Text section
◆ ◆ ◆ ◆

= Howard S. Levie =

Howard Sidney Levie (19 December 1907 – 19 April 2009) was one of America's foremost legal experts on the law of war and the key draftsman of the Korean Armistice Agreement.

==Early life and education==
Levie was born in Wolverine, Michigan and grew up in Baltimore, Maryland and New York City. He earned his Bachelor of Arts and Juris Doctor degrees from Cornell University and a Master of Laws degree from George Washington University. He also studied at the Sorbonne in Paris and The Hague Academy of International Law in The Netherlands.

==Professional career==

A veteran of World War II and the Korean War, Levie served in New Guinea and the Philippines, in post-war Japan, and in Korea. He provided legal reviews of Japanese war crime trials for General Douglas MacArthur. He was assigned to the Staff of the United Nations Command Armistice Delegation when he drafted the Korean Armistice Agreement. A member of the US Army Judge Advocate General's Corps, Levie was the first Chief of the Army JAG Corps' International Affairs Division at the Pentagon. Other assignments included postings in Italy, France, Fort Leavenworth, Kansas and the Presidio of San Francisco. He retired in 1963 in the rank of Colonel.

In September 1963 he joined the faculty of Saint Louis University School of Law. While there, Levie authored over 20 articles on a broad spectrum of law of war topics. It was also during this tenure that he spent a sabbatical year at the Naval War College as the Charles H. Stockton Professor of International Law. He retired from Saint Louis University in 1977 having attained Professor Emeritus of Law status, and returned to Rhode Island where he resumed his association with the Naval War College as a lecturer on the 1949 Geneva Conventions and the laws of war. In October 1994, his enormous contribution to the College was formally recognized with the establishment of the Howard S. Levie Military Chair of Operational Law.

◆ ◆ ◆ ◆

What to produce
Write the next part of the biography of Howard S. Levie, picking up after its final sentence. The data that follows has no connection to the text about Howard S. Levie.

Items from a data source
◆ ◆ ◆ ◆

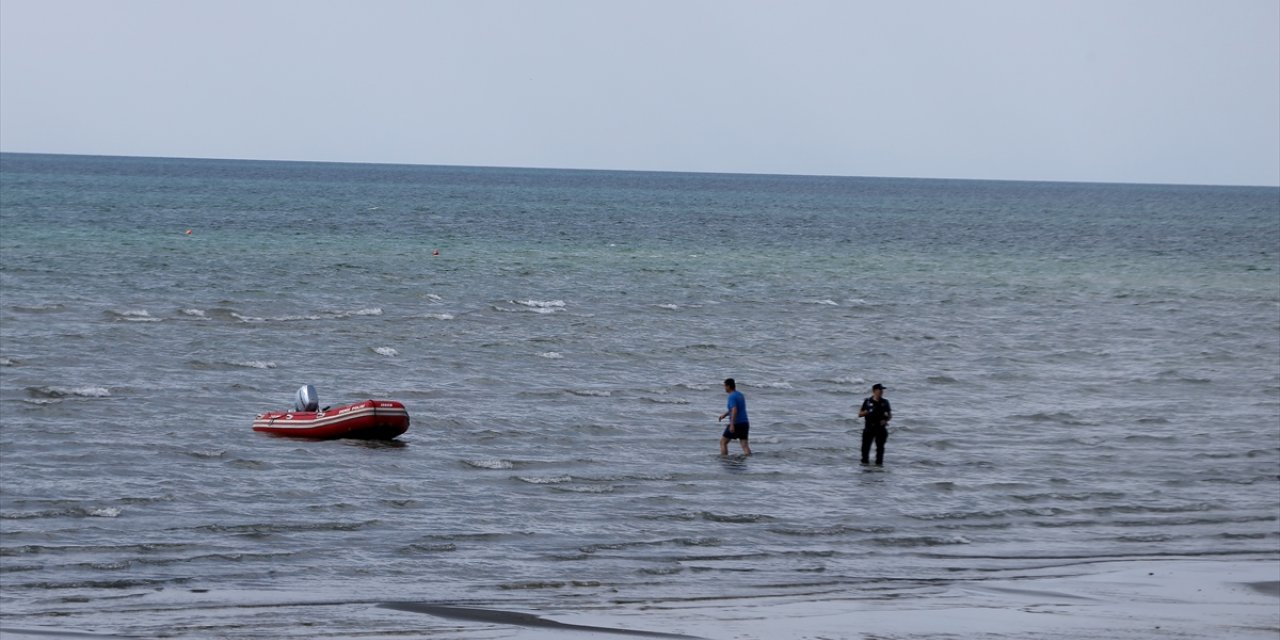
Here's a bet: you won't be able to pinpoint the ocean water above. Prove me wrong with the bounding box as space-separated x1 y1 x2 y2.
0 154 1280 639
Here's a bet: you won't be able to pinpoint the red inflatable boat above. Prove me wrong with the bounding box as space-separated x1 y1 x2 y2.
253 399 408 440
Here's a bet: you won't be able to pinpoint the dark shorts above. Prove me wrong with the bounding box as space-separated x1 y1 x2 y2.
721 422 751 440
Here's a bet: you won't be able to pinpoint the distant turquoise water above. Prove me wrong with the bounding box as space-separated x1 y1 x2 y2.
0 154 1280 637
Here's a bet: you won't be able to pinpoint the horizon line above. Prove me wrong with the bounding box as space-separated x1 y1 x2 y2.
0 148 1280 189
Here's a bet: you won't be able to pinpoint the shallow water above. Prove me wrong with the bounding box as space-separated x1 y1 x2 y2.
0 154 1280 637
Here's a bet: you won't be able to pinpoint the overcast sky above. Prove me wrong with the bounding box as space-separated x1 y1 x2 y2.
0 0 1280 186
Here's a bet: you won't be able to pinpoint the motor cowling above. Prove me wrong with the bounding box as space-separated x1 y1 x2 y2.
293 384 320 411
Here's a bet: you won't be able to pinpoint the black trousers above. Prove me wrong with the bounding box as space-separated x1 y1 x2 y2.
863 425 888 465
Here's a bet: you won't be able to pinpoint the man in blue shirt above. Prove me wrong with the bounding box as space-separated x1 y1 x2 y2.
716 378 751 456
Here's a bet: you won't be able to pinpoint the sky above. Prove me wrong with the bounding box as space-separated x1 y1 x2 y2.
0 0 1280 186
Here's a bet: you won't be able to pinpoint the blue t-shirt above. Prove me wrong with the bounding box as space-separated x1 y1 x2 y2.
724 390 750 425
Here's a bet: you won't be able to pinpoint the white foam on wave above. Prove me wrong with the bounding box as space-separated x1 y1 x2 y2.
516 476 573 484
232 311 324 324
31 387 111 398
113 308 164 323
511 300 564 314
462 458 516 470
750 383 795 389
227 360 276 369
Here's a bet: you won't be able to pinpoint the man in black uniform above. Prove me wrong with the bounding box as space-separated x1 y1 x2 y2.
858 383 893 465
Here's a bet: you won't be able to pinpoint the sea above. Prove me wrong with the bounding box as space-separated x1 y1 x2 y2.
0 154 1280 639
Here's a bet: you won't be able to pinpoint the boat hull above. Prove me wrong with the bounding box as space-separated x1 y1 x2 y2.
253 399 408 440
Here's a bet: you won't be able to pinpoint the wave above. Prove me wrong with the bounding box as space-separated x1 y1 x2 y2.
9 302 67 314
509 300 564 314
0 507 123 520
568 389 613 398
230 307 383 324
109 308 164 323
462 458 516 470
27 387 111 398
516 476 573 484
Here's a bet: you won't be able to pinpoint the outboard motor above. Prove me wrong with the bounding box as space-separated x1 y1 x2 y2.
293 384 320 411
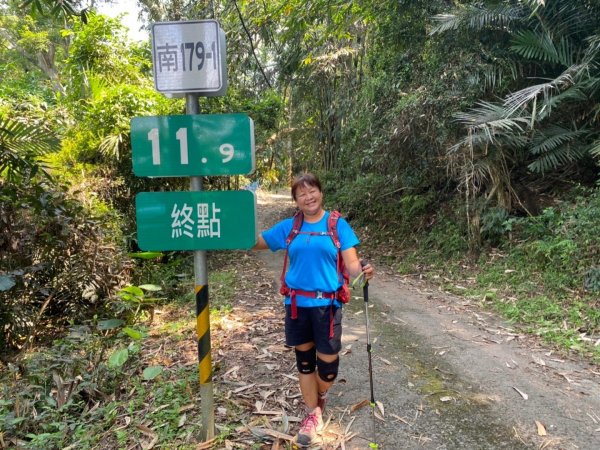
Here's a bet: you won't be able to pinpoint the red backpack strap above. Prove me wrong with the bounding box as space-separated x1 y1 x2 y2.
279 211 304 319
327 210 342 250
327 210 345 282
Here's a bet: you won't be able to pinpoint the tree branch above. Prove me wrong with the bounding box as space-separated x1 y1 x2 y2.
233 0 273 88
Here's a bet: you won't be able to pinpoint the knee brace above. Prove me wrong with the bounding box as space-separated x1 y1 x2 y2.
296 347 317 375
317 356 340 383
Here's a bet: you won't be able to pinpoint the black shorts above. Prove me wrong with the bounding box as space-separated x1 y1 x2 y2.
285 305 342 355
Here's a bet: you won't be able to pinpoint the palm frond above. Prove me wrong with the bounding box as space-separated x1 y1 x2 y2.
503 66 579 115
536 84 589 122
429 5 524 35
0 119 57 179
510 30 574 67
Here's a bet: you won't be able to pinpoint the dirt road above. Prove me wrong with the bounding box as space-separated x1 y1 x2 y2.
253 193 600 450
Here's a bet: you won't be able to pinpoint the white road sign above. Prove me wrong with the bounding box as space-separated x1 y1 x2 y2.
152 20 227 96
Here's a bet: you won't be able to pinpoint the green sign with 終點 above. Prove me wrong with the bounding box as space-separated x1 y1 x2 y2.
135 191 257 251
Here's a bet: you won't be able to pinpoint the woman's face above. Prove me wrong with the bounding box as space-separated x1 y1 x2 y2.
296 184 323 216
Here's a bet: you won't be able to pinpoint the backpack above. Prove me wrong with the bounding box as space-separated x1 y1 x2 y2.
279 211 350 319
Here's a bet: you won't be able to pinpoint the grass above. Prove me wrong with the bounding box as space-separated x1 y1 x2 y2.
0 256 244 450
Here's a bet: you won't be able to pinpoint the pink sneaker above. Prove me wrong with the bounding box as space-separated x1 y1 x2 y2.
296 406 323 447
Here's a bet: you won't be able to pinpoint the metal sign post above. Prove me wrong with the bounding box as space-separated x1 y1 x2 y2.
131 20 256 442
185 94 215 442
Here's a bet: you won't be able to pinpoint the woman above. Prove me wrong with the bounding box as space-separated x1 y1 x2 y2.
254 173 373 446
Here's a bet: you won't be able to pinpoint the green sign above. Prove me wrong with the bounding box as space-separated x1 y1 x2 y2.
135 191 257 251
131 114 255 177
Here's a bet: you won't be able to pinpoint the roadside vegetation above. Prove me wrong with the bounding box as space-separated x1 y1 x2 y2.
0 0 600 448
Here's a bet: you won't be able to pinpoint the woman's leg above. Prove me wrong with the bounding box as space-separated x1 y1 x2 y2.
295 342 323 411
315 352 340 394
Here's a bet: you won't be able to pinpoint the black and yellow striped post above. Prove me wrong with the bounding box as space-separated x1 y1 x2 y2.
196 285 212 384
194 278 215 442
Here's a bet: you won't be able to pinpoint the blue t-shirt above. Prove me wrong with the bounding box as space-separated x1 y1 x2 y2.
262 211 360 307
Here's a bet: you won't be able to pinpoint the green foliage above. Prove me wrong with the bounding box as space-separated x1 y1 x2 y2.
0 116 56 183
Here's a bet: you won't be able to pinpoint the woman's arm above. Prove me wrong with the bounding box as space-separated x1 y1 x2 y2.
342 247 375 280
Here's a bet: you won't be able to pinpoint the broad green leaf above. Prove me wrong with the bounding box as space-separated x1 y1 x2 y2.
127 252 162 259
98 319 125 330
123 327 144 341
0 275 17 291
143 366 163 381
108 348 129 369
121 286 144 297
139 284 162 291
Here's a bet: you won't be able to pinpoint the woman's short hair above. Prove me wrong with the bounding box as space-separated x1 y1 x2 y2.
292 172 322 201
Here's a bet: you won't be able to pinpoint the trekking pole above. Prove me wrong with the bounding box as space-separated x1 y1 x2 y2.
360 260 379 449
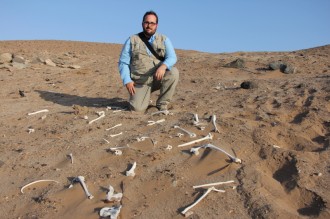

◆ ◆ ◆ ◆

Exercise output
On the occasion of his 100th birthday, Levie was awarded the prestigious Morris I. Leibman Award by the American Bar Association's Standing Committee on National Security Law. The award citation noted that his career as a soldier and a scholar spanned more than six decades and was marked by distinction throughout. It concluded, "The impact of [his] enormous body of work on the thinking of domestic and international policy makers, military commanders and scholars cannot be overstated."

In 1998, the U.S. Naval War College in Newport, Rhode Island published Levie on the Law of War to honor Levie and to recognize the enormous impact of his writings on the law applicable during armed conflict. In the book's foreword, Professor Emeritus Richard J. Grunawalt of the Naval War College observed:

Once in a great while, someone comes along who makes a significant and lasting contribution to his or her chosen profession, a contribution that comes to define the paradigm of that calling. With respect to the development and articulation of the law of war, Professor Howard Levie is just such an individual.

Levie died in April 2009, at the age of 101, in Portsmouth, Rhode Island.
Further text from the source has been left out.